### REQUIREMENTS
Rewrite the records between the lines holding "Presence check: is there any pen" and "[926,639,1216,765]", inclusive, changing "pink sticky note" to "yellow sticky note" and leaving everything else as it is.

Stored dataset items:
• • •

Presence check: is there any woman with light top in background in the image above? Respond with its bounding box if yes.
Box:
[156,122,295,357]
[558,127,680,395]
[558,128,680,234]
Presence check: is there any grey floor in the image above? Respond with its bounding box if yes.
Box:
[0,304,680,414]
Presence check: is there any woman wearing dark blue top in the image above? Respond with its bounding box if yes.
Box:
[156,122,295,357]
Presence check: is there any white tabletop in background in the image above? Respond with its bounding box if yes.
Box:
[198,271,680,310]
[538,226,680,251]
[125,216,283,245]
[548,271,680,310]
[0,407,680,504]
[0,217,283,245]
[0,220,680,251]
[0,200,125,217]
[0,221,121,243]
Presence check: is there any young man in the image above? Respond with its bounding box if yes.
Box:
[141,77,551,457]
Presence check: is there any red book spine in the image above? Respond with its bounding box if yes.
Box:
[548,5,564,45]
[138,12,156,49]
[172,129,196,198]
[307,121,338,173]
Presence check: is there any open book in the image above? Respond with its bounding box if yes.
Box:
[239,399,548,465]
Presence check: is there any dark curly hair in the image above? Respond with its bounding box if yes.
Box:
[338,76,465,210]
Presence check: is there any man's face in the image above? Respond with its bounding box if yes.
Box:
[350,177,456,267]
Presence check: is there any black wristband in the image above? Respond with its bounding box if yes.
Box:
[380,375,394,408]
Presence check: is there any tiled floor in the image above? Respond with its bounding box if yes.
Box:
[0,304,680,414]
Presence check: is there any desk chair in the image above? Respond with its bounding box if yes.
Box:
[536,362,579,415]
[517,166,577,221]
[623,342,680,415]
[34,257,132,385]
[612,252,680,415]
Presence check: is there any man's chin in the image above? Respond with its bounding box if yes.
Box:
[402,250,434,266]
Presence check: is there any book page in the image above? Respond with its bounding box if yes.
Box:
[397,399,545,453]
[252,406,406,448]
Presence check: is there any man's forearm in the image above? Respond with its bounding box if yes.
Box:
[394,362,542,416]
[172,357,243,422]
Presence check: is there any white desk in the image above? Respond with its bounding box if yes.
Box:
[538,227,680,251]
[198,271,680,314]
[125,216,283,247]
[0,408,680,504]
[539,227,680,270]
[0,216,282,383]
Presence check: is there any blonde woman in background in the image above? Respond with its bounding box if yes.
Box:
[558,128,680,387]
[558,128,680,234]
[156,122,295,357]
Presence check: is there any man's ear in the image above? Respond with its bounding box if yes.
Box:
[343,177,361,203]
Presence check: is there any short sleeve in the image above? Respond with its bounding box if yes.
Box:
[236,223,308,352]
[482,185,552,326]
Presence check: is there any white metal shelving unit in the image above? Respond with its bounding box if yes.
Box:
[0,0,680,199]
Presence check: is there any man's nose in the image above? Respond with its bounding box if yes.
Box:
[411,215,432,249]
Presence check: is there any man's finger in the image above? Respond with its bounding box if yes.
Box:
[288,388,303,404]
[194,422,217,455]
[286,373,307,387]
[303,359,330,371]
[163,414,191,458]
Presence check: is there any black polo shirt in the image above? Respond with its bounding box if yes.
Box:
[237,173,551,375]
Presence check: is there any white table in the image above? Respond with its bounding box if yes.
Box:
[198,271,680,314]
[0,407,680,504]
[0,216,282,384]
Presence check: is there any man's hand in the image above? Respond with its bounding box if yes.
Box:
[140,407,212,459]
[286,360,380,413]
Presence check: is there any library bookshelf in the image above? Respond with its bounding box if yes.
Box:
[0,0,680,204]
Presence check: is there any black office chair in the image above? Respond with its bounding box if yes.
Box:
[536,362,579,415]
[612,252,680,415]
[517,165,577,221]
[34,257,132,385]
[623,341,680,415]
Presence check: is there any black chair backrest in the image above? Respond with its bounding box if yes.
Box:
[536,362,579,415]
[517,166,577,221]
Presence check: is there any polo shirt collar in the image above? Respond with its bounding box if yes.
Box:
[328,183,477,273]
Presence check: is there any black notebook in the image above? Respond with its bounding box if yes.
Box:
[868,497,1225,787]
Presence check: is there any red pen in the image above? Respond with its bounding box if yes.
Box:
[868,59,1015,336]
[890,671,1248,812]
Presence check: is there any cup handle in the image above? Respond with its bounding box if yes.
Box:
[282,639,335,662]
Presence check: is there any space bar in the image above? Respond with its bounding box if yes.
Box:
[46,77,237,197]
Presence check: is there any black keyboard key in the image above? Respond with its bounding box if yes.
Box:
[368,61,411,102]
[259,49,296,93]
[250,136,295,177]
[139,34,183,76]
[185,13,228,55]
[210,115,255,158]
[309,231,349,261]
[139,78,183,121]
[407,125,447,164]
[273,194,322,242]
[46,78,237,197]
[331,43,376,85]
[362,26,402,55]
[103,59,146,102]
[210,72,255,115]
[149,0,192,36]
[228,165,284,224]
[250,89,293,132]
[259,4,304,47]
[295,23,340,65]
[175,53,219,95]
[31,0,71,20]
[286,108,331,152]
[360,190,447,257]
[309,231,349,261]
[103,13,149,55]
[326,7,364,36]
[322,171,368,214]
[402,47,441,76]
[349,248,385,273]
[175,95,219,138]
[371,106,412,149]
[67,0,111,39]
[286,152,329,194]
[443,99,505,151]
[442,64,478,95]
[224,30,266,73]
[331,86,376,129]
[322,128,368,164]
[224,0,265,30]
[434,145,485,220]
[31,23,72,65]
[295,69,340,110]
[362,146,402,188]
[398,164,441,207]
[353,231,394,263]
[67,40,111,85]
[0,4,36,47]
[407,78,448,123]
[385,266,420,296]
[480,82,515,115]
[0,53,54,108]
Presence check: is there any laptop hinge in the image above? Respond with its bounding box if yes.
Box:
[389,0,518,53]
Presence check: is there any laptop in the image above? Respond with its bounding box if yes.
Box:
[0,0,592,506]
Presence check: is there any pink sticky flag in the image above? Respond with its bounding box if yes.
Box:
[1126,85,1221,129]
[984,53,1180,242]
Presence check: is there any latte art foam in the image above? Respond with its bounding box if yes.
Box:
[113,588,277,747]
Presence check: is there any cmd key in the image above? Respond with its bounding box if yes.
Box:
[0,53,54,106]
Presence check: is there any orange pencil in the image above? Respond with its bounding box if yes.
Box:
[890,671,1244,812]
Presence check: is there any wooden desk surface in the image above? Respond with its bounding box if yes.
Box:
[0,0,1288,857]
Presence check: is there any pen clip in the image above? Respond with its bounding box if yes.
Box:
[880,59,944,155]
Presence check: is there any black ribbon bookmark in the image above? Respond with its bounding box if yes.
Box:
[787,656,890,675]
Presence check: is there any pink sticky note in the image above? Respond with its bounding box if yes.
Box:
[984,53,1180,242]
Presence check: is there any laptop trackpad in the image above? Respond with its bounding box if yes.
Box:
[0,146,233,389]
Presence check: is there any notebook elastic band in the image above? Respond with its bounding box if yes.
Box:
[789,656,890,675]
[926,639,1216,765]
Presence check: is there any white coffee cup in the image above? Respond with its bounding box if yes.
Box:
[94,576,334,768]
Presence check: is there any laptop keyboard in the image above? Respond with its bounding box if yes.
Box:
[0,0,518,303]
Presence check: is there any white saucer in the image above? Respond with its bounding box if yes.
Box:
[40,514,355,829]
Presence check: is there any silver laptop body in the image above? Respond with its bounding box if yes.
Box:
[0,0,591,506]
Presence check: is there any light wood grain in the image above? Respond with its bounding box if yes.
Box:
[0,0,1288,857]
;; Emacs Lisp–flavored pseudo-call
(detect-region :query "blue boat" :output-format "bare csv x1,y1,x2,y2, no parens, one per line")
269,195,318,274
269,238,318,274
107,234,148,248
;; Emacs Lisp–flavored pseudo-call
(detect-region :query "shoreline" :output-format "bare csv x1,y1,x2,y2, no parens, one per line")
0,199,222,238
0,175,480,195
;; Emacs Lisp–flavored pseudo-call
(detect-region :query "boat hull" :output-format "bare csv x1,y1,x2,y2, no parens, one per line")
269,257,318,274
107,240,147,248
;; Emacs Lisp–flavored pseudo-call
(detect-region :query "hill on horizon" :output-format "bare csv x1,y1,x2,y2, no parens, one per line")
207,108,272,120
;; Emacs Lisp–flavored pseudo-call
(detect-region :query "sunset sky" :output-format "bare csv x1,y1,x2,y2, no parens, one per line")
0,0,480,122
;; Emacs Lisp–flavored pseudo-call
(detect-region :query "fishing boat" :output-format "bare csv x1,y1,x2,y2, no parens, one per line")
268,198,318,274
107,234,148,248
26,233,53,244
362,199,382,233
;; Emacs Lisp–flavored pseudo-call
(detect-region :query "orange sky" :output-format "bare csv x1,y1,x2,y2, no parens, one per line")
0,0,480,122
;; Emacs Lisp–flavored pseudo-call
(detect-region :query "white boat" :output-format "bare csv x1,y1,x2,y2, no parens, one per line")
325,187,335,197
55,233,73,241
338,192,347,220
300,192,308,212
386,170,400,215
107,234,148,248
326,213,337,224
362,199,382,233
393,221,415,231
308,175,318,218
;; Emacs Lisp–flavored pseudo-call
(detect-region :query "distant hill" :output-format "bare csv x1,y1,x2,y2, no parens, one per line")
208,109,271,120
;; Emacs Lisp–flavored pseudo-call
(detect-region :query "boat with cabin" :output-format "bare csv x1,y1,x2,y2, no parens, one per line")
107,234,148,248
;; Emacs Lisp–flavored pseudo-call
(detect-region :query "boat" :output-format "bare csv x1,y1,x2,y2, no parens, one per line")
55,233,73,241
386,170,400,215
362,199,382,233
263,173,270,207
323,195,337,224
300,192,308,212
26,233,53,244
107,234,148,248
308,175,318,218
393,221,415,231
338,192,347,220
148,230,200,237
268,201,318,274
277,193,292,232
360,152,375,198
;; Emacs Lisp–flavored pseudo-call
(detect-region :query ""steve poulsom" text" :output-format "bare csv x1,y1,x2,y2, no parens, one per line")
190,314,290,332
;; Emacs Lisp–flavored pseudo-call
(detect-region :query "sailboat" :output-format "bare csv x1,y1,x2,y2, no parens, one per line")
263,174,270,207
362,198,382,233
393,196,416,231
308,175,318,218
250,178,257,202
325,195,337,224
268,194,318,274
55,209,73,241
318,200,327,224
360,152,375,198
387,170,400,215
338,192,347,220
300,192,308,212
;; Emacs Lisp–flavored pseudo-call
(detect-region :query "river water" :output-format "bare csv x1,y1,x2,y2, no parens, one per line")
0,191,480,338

• • •

### CORRECT ANSWER
Presence check: is there any pen clip in the image above? Respond with its bounding box if yes.
Box:
[880,59,944,155]
Presence check: is there any black ribbon bookmark in the image above? Respond with its bounding box if yes.
Box:
[787,656,890,675]
Presence check: is there any yellow sticky note in the image above? Respond with its bounding box if yes.
Box:
[984,53,1180,242]
Presence check: is there any laptop trackpad in the image above? Respond with its bounding box if yes.
Box:
[0,146,233,389]
Presence check: is there any notebook elastic band in the image above? Respond with its bounding box if yes.
Box:
[789,656,890,675]
[926,639,1216,765]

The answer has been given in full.